**Extracted material:**
..........
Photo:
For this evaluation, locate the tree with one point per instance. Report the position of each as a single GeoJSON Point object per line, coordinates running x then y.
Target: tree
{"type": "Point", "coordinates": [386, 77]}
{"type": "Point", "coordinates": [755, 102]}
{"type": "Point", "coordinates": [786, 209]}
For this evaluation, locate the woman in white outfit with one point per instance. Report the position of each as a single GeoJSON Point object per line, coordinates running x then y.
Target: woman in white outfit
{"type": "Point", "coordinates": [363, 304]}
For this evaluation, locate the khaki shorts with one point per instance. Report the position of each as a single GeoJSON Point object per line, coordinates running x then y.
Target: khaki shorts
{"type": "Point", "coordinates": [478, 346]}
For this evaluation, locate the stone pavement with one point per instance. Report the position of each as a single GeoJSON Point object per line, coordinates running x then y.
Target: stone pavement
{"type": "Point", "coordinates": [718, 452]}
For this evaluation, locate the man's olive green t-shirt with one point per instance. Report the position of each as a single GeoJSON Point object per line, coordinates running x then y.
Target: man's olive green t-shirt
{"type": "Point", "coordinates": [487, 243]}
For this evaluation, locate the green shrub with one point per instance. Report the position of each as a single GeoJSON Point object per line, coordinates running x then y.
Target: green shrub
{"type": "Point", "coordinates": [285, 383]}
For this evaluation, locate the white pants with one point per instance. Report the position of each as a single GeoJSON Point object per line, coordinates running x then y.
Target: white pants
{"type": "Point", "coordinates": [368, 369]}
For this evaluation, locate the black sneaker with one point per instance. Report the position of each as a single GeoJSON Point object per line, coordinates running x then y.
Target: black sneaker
..........
**Prompt:**
Write out every line of the records above as a numbered list, leaving out any blank lines.

**Worked solution:**
1. Photo:
2. For this evaluation, locate the tree with one point per instance. Report the position of each as a single GeoJSON Point object per line, coordinates running x then y.
3. Target: tree
4. {"type": "Point", "coordinates": [386, 77]}
5. {"type": "Point", "coordinates": [755, 102]}
6. {"type": "Point", "coordinates": [786, 209]}
7. For this evaluation, locate the woman in white outfit with one point per instance. Report the position of each as a single GeoJSON Point object per line, coordinates running x then y.
8. Target: woman in white outfit
9. {"type": "Point", "coordinates": [363, 304]}
10. For this evaluation, locate the khaki shorts with one point per instance. Report the position of each as a single GeoJSON Point object per line, coordinates running x then y.
11. Target: khaki shorts
12. {"type": "Point", "coordinates": [478, 346]}
13. For this evaluation, locate the stone pavement with one point per instance. Report the position of each as a single GeoJSON Point object per line, coordinates running x then y.
14. Target: stone pavement
15. {"type": "Point", "coordinates": [718, 452]}
16. For this evaluation, locate the man's olive green t-shirt with one point per instance. Report the position of each as a single GeoJSON Point object per line, coordinates running x then y.
17. Target: man's olive green t-shirt
18. {"type": "Point", "coordinates": [487, 243]}
19. For this evaluation, locate the green shrub with one point per instance. Report the position of each as a single GeoJSON Point object per line, coordinates running x then y.
20. Target: green shrub
21. {"type": "Point", "coordinates": [285, 383]}
22. For this evaluation, locate the white pants with one point per instance. Report the position of each as a single GeoJSON Point object per line, coordinates running x then y.
23. Target: white pants
24. {"type": "Point", "coordinates": [368, 369]}
25. For this evaluation, locate the black sneaker with one point per instance. Report the position of each as a single GeoJSON Point object per line, coordinates running x then y.
26. Target: black sneaker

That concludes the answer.